• **Requirements**
Print exactly, and only, the lines running from the line containing "the white background" through the end of the records below.

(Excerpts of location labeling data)

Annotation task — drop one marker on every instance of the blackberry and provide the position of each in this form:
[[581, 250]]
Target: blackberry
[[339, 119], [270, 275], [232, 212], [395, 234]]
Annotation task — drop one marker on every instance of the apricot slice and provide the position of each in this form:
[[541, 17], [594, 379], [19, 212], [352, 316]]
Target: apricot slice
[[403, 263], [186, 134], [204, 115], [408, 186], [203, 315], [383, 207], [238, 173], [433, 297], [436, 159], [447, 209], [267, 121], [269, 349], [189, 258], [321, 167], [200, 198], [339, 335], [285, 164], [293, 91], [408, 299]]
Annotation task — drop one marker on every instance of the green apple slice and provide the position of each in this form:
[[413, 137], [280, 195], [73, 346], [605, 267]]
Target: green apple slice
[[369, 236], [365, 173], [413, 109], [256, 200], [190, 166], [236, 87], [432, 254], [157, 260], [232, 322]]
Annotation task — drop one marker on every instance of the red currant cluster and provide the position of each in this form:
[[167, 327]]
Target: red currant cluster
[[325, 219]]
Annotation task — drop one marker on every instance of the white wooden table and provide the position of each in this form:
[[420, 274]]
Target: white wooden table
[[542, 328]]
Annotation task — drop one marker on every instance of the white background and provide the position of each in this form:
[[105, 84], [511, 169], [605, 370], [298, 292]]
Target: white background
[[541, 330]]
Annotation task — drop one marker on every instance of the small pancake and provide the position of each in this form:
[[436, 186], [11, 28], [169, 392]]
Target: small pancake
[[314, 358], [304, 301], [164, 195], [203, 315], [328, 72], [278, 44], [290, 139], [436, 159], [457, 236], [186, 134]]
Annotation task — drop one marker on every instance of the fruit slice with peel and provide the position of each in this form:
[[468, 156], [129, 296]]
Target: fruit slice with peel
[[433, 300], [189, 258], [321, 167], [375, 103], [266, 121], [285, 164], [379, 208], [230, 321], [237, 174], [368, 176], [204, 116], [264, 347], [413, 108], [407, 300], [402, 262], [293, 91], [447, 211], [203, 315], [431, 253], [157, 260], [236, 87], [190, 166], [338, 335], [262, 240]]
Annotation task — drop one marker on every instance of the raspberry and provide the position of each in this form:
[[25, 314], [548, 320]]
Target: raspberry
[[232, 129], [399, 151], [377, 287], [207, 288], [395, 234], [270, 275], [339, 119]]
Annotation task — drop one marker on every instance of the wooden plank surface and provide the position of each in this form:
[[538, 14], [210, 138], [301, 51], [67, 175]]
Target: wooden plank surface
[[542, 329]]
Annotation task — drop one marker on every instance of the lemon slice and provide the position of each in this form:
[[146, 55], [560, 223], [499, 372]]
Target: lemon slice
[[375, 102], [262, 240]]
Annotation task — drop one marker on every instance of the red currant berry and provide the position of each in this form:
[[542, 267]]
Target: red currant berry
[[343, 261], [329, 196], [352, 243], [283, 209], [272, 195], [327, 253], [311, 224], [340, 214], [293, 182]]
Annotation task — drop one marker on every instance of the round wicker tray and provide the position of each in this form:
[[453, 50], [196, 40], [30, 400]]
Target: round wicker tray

• **Exercise response**
Annotation task — drop one marker on every instance of the white background and provide the position of each in this form:
[[105, 84], [511, 169], [605, 370], [298, 292]]
Target: white background
[[541, 330]]
Annotation task — drop one marker on every instance of the small pancake and provide the position of each in this form:
[[436, 186], [11, 28], [169, 392]]
Target: small pancake
[[314, 358], [304, 301], [164, 195], [203, 315], [328, 72], [278, 44], [290, 139], [436, 159], [457, 236], [186, 134]]
Annotation task — drop one marker on every instance of the fruit slice with peel and provide the position of each in this form:
[[468, 156], [129, 296]]
Target: fruit slice with peel
[[433, 300], [189, 258], [321, 167], [375, 103], [266, 121], [285, 164], [379, 208], [230, 321], [237, 174], [368, 176], [204, 116], [264, 347], [413, 108], [407, 300], [402, 262], [293, 91], [447, 211], [203, 315], [431, 253], [157, 260], [236, 87], [190, 166], [338, 335], [262, 240]]
Annotation task — drop one marker on every instance of the raspberry and provide the position of each in this form:
[[25, 314], [548, 320]]
Target: raspberry
[[232, 129], [399, 151], [377, 287], [207, 288], [395, 234], [270, 275], [339, 119]]
Annotation task — drop one marker on every instance of the wooden plank surface and provide the position of each in this form:
[[538, 14], [210, 138], [301, 51], [67, 175]]
Target: wooden plank surface
[[542, 329]]
Annotation task — drop one marker on every instance of the lemon slice and provide the position of each in this form:
[[146, 55], [560, 223], [499, 372]]
Target: lemon slice
[[375, 102], [262, 240]]
Annotation task — drop one marker on every instance of the red currant berry and provide the position of each in this form:
[[542, 267]]
Target: red currant berry
[[343, 261], [329, 196], [352, 243], [283, 209], [272, 195], [327, 253], [311, 224], [340, 214], [293, 182]]
Annotation task — drop one marker on every instance of the round wicker tray and provide the position of each in this form:
[[453, 50], [196, 40], [30, 400]]
Target: round wicker tray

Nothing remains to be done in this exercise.